**Given passage:**
Your feedback needed on a different testing approach


(Jeremias) #1

Hello all!

We are in the process of creating a testing tool with a very different approach to all else there is (or at least all else we know of).

The basic idea is that automated testing is basically not testing at all, but regression checking (following the testing vs. checking train of thought). And going one step further, regression checking is version control in disguise. I.e. it is about controlling changes to the dynamic properties of the software (the look and behavior). Because existing version control systems can’t do that directly, automated tests simply pin those dynamic properties down and transform them to a static artifact (e.g. a test script), which again can be governed by current version control systems.

So our test tool captures all dynamic properties and later compares them to the next version of the software. This approach has been called Golden Master testing. But we now add the capabilities to ignore individual changes permanently (like in any decent version control system) or let the user apply the changes easily.

We have a prototype that works for Java Swing applications, but are currently planning to create one for web also. We’d love to get some feedback on it. Please find it on http://retest.org.

Looking forward to any feedback you have!
Cheers,
Jeremias


Is Test Automation = Regression Testing?
(Jesper) #2

How about the automation activities that aren’t checking?

https://blog.gurock.com/6-technical-testing-skills-that-arent-automation


(Jeremias) #3

Sorry if I didn’t understand that. The blog post is great, but it lists technical skills that aren’t automation.

How do you derive automation that isn’t checking from that? Maybe I missed something there…


(Jesper) #4

In the RST namespace testing is exploring and challenging, while checking is confirmation. When I go there, testing can be both automated and not. Automation to me is various ways of tool support. Perhaps there is a difference between whether the tool does asserts or not.

To me automated testing in that context is very much more that regression checking. As we discussed in the other thread other forms of test automation happens when building the solutions.

That being said, it’s an interesting ability to make version control on looks and behavior. :slight_smile: Look into this one also


(Chris) #5

The basic idea is that automated testing is basically not testing at all, but regression checking

This has some abstraction leaks. The real practice of automated testing is manual testing with tools to help. The tools perform checks, but it’s the agency of testers that you’re ignoring here. That might be okay, but it’s worth noting.

And going one step further, regression checking is version control in disguise. I.e. it is about controlling changes to the dynamic properties of the software (the look and behavior).

**Requests:**
[A] Answer these from the testing-approach thread:
(i) For what kind of application does the prototype testing tool currently work?
(ii) What name has been given to the approach of capturing all dynamic properties and comparing them to the next version of the software?
(iii) In the RST namespace, what is checking described as?
[B] According to the testing-approach thread, why do automated tests pin down a program's dynamic properties and turn them into a static artifact such as a test script?

**Data extract:**
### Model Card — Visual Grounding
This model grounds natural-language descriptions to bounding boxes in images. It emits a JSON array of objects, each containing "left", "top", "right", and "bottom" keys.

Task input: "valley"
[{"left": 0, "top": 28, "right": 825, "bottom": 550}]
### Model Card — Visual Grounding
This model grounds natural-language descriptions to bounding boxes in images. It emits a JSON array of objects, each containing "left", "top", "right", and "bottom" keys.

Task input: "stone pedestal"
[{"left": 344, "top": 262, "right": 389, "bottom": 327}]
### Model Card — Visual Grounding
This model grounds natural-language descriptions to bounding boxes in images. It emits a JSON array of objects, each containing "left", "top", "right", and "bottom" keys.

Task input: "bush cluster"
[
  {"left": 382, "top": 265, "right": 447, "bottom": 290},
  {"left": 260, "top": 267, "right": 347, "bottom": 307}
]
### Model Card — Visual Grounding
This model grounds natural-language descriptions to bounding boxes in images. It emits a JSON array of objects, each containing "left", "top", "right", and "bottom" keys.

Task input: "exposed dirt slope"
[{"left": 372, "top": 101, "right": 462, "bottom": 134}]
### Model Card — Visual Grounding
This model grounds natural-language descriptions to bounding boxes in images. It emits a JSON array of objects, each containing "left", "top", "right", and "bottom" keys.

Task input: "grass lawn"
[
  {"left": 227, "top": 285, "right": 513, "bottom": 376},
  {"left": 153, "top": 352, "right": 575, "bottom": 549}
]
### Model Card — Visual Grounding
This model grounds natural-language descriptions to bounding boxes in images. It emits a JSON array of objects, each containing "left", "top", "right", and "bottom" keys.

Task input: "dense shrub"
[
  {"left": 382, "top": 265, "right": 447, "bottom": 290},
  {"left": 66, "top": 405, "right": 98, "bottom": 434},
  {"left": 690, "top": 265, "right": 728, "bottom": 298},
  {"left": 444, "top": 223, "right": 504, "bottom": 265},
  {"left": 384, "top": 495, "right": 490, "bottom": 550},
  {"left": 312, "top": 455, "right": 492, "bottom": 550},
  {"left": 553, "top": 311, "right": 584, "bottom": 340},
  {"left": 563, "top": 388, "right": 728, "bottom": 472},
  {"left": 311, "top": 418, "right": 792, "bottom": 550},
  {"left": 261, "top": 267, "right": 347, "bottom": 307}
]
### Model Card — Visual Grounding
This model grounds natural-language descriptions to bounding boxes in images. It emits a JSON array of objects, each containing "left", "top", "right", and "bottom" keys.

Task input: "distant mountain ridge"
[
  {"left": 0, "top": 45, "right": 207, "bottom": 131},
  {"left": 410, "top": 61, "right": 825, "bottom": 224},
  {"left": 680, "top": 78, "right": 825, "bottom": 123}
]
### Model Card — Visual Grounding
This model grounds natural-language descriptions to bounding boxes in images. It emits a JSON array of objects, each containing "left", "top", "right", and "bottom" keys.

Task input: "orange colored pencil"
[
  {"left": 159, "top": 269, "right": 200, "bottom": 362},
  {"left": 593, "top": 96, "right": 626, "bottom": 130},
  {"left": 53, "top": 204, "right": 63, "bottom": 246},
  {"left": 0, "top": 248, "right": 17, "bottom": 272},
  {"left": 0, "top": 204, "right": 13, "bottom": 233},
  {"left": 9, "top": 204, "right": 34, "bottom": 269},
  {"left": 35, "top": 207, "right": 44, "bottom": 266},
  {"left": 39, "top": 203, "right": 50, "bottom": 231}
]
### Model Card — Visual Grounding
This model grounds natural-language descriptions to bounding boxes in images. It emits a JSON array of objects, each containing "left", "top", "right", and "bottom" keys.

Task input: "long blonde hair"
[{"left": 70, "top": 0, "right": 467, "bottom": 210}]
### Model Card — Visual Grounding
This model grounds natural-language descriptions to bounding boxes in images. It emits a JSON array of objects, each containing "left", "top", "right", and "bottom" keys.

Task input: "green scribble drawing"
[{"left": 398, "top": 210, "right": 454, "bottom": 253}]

**Answers for the tasks:**
[A]
(i) Java Swing applications.
(ii) Golden Master testing.
(iii) Confirmation.

[B] Existing version control systems can't directly control changes to dynamic properties like look and behavior. Once those properties are turned into a static artifact such as a test script, current version control systems can govern it.